● **Set task a**
Retype the passage of the evidence submission between "- Changes to" and "House’s legislative procedures.", inclusive.

:: Document segment ::

Written evidences submitted by Paul Evans and Paul Silk*(TTC 03)
This paper responds to the Procedure Committee’s call for evidence in its inquiry into the procedure of the House of Commons and the territorial constitution. It proposes:
- The establishment of a permanent inter-parliamentary Body comprised of Members of the four UK legislatures to hold to account the Joint Ministerial Committee or any successor UK intergovernmental organisation.
- Changes to the standing orders of the House of Commons to enable joint working between all its committees and committees of the UK’s devolved legislatures.
- Rethinking the role of the territorial Grand Committees, and the establishment of an English Grand Committee to consider legislative consent motions relating to matters relating exclusively to England.
- A radical simplification of the standing orders relating to English Votes for English Laws.
- Integration of procedures relating to the operation of the Sewel Convention into the mainstream of the House’s legislative procedures.
- Other measures to enhance interparliamentary co-operation between Members of the UK’s legislatures.

:::
:: Exercise data ::

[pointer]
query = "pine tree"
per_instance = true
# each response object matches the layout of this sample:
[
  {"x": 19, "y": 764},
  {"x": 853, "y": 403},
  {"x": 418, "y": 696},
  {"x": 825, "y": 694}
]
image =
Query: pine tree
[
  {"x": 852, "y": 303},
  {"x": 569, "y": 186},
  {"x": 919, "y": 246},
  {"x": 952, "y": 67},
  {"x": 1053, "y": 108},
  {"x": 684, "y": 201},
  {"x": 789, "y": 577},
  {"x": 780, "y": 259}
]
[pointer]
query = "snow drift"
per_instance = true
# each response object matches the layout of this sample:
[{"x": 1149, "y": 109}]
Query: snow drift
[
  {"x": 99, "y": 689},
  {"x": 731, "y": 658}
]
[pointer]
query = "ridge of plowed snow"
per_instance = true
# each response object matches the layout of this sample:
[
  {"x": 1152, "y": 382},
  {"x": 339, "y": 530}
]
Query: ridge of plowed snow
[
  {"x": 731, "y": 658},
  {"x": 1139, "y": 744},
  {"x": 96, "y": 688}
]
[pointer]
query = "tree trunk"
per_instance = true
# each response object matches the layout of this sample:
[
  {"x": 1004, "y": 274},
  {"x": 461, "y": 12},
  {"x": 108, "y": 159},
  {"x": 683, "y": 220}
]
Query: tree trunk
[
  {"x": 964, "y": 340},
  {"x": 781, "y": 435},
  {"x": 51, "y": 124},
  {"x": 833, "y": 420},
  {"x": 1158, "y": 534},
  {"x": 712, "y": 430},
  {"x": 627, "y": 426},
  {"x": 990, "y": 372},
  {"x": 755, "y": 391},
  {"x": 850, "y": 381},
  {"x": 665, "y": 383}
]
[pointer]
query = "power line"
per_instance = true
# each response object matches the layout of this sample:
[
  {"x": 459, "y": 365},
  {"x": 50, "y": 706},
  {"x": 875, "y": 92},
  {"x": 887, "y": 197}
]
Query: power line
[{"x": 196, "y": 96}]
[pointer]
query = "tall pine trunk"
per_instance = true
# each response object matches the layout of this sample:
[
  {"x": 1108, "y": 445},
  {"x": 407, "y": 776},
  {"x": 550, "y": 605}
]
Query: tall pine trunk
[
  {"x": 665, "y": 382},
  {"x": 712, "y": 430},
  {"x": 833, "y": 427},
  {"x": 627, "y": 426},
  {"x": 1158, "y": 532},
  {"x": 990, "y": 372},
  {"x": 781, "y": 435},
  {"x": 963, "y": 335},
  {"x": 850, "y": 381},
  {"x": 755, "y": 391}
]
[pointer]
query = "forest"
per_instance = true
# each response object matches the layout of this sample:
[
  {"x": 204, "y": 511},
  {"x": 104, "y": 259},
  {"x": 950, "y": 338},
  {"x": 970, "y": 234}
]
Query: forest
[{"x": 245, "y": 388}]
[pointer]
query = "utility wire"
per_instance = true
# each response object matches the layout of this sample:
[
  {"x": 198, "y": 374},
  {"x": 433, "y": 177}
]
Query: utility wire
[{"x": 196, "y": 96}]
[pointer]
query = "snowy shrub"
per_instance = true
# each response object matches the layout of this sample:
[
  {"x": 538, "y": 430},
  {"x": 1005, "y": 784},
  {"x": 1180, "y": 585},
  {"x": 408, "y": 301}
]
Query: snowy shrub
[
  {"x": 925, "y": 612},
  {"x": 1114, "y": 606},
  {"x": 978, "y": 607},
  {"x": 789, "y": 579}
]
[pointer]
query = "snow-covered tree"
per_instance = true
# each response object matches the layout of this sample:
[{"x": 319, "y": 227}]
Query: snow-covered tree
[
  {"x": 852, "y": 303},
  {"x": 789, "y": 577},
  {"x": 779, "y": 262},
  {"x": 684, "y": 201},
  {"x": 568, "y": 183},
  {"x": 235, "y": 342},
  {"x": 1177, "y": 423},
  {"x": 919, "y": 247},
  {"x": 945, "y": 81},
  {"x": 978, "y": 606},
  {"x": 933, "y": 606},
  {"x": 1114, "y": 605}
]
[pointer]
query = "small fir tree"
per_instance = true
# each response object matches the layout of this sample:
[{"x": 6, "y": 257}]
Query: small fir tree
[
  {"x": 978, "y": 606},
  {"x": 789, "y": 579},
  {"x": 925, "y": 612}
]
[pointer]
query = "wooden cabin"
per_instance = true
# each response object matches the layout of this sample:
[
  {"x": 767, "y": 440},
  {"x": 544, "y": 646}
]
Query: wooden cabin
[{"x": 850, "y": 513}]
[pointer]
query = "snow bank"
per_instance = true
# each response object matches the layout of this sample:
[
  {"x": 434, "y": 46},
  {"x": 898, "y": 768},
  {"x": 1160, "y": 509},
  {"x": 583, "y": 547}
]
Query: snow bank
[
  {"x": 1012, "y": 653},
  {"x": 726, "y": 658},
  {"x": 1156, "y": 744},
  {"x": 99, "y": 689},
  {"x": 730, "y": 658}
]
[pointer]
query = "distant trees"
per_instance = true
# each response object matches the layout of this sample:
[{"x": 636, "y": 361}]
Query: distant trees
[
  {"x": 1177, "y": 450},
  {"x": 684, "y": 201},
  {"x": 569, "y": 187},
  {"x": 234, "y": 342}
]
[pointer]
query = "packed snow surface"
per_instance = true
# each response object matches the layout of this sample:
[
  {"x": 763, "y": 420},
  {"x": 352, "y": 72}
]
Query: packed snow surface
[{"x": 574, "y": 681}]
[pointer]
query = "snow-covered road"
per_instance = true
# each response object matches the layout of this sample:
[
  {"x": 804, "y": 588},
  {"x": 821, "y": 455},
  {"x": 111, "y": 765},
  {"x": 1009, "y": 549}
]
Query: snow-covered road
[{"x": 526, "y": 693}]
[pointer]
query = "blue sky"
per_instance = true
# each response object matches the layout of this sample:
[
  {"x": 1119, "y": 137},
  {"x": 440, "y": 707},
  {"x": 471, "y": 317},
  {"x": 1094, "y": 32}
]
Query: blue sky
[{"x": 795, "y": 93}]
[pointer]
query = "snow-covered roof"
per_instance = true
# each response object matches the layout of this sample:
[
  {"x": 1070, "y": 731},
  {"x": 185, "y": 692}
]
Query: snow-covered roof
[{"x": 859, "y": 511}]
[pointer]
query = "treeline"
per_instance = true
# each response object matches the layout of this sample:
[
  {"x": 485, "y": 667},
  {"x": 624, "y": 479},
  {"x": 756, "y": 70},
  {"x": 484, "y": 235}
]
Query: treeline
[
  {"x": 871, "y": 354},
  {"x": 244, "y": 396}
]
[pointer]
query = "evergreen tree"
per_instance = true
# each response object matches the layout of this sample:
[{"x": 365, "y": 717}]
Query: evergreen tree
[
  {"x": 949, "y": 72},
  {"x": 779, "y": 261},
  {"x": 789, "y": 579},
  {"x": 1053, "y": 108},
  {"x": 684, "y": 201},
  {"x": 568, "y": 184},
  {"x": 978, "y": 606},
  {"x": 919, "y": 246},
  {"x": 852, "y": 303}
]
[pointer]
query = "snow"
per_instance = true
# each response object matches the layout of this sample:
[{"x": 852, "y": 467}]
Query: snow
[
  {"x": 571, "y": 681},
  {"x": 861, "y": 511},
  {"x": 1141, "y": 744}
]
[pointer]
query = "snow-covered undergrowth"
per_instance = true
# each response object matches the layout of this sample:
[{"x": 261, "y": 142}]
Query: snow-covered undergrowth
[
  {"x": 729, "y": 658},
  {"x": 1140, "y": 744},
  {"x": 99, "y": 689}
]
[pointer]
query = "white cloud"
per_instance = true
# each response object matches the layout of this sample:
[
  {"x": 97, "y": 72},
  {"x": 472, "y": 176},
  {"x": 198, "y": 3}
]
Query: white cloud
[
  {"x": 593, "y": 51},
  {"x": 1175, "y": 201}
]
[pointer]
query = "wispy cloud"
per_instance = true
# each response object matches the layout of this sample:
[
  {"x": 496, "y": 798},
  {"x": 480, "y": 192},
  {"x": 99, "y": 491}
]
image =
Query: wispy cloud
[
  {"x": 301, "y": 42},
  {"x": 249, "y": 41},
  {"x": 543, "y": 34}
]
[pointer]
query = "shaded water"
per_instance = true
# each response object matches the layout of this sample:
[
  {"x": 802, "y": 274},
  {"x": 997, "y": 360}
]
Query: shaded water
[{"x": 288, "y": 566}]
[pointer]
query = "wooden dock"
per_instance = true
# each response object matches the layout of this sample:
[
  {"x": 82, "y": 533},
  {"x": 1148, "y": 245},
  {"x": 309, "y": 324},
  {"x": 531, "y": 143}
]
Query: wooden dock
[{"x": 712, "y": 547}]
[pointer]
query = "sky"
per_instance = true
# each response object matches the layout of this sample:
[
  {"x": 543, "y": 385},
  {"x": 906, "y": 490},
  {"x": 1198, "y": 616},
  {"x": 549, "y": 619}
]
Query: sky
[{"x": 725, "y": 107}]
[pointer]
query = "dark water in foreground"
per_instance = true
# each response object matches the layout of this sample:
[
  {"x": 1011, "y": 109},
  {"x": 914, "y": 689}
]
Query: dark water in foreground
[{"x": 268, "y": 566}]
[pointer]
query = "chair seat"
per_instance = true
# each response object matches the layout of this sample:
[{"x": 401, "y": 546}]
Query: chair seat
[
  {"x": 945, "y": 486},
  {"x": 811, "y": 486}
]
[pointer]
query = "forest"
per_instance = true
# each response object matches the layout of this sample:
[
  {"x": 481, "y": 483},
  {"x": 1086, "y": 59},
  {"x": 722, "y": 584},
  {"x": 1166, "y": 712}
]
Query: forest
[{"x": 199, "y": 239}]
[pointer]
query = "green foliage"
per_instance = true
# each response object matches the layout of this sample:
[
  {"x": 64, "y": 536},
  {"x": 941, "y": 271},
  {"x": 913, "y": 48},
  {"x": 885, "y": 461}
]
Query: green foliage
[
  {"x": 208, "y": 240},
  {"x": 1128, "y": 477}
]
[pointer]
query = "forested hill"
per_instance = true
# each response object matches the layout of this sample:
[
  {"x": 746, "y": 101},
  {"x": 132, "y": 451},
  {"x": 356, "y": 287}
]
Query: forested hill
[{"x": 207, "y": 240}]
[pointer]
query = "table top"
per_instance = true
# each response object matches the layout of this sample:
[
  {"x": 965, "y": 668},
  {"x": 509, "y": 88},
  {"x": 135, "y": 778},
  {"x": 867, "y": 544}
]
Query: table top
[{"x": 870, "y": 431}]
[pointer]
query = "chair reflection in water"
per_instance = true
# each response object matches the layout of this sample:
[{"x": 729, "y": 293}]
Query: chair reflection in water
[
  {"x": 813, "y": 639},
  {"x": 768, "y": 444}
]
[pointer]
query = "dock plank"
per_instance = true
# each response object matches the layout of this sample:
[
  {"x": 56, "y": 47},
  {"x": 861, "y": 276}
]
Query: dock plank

:::

● **Set task b**
State only the number of lines in the listing that contain the string "dock".

● **Exercise response a**
- Changes to the standing orders of the House of Commons to enable joint working between all its committees and committees of the UK’s devolved legislatures.
- Rethinking the role of the territorial Grand Committees, and the establishment of an English Grand Committee to consider legislative consent motions relating to matters relating exclusively to England.
- A radical simplification of the standing orders relating to English Votes for English Laws.
- Integration of procedures relating to the operation of the Sewel Convention into the mainstream of the House’s legislative procedures.

● **Exercise response b**
4